● **Page extract**:
Imagery aside, this is not necessarily a bad thing. Maintaining even the most basic form of social order requires us to assume we act and think under the gaze of some greater authority: if not God, then the Government, the police, a schoolteacher or our parents. Somewhat unwittingly, the FCA has become the panopticon for financial advisers. Not simply as a regulator but in terms of how advisers acquire their own subjectivity, which is far more interesting.


A couple of years back, an adviser summed this up perfectly when he said to me: “I’ve accepted that I run a franchise of the FCA. I own the business but pay it a fee for my licence and it controls how I market myself, how I charge and how I advise.”


Advice has always been shaped by something other than advisers. When I started out, firms were still moving from FIMBRA to PIA and it was life companies that fulfilled the role of panopticon, handing out jobs and training via its sales force, then a business model with commission and punishment through clawback. When the role of the life company dwindled, it was platforms and fund managers that handed advisers a replacement business model and charging structure in the form of ad valorem charging.


The move from PIA to FSA, which culminated in the RDR, cemented the position of the regulator as panopticon, defining what good and bad advice would look like, and what good and bad advisers looked like. This has been achieved despite a reduction in the amount of direct contact a small advice firm will have with the regulator. Examples of how it has been achieved with so few foot soldiers are as follows:


Requests for information: We have no real understanding about what happens to the huge amounts of information sent to the FCA by all parts of the industry. We suspect it cannot all be used or acted on but have no idea which parts in particular or when it is ignored.


Good and bad practice: Messrs Findlay, Gould and Percival are excellent presenters. Rory is now the single biggest draw as a speaker for any adviser event, including paid-for events, not just FCA ones. There is also constant demand for more guidance, and good and bad practice examples. Advisers are willingly defined by the FCA and want more instruction.


Interim levies: Like a thunderbolt from Zeus, interim Financial Services Compensation Scheme levies are received by advisers as severe, unpredictable and unjust. A reminder that nobody is invisible and everyone can be called to account at any time.


Information on fines: A steady stream of information about fines and bans comes direct from the regulator and is spread via the trade press.

● **Stored data**:

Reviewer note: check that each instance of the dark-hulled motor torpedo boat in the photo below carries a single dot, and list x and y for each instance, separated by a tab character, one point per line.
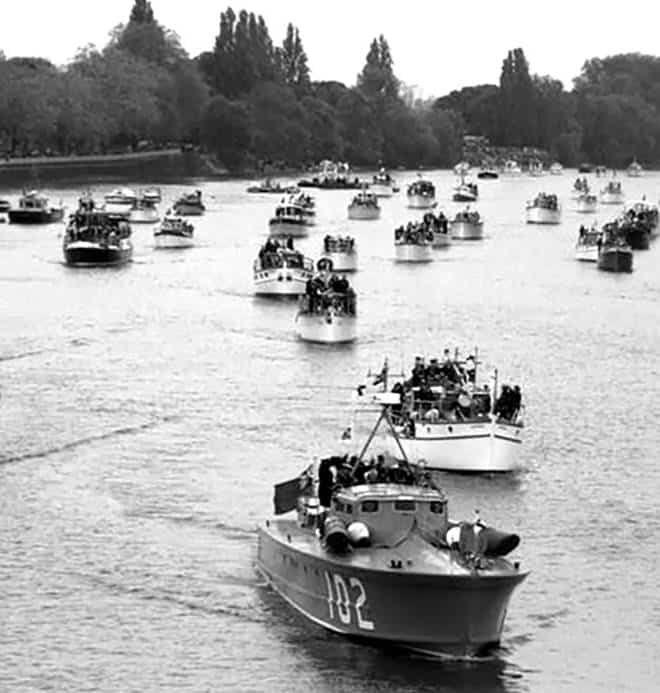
375	557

● **Goal of the exercise**: Continue the text on the FCA and financial advisers from where it stops. The listing is separate material and has no connection to the text on the FCA and financial advisers.

● **Exercise response**:
I do not think for a second any of this was intended. Percival himself was quoted saying he would prefer advisers to think about doing the right thing by their clients instead of worrying about what the regulator thought. However, this is extremely difficult if advisers derive much of their identity from the FCA, not simply their regulatory licence. What would stand in its place?


Advisory businesses are typically small, so there is little competition for the FCA as panopticon. Less so for large financial institutions such as banks, insurance companies and asset managers. Senior management at big businesses all work under the gaze of the share price, which is the sole judge of their abilities. Moving the share price upwards is the only true objective and bonuses are paid in shares. Roles are sufficiently specialised and compartmentalised to provide for dedicated risk personnel to deal with the regulator, so that others can work without the distraction of operating under the regulatory gaze. In this context, the FCA can lose its day-to-day power over senior management, which is limited to occasional set-piece meetings. Perhaps this is the ‘culture’ that concerns regulators: too much dependency from advisers, too little from institutions?


Questions are being asked on what we as a country want the regulatory remit to be, its function and purpose, and what budgetary constraints it should operate within. Rumours about a lack of independence and clear direction without a chief executive weaken its position and need to be addressed.


The FCA’s modern role as setter, rather than regulator, of culture among adviser firms may be too subtle to be noticed. If its role or reputation is diminished further, so too might its effectiveness be.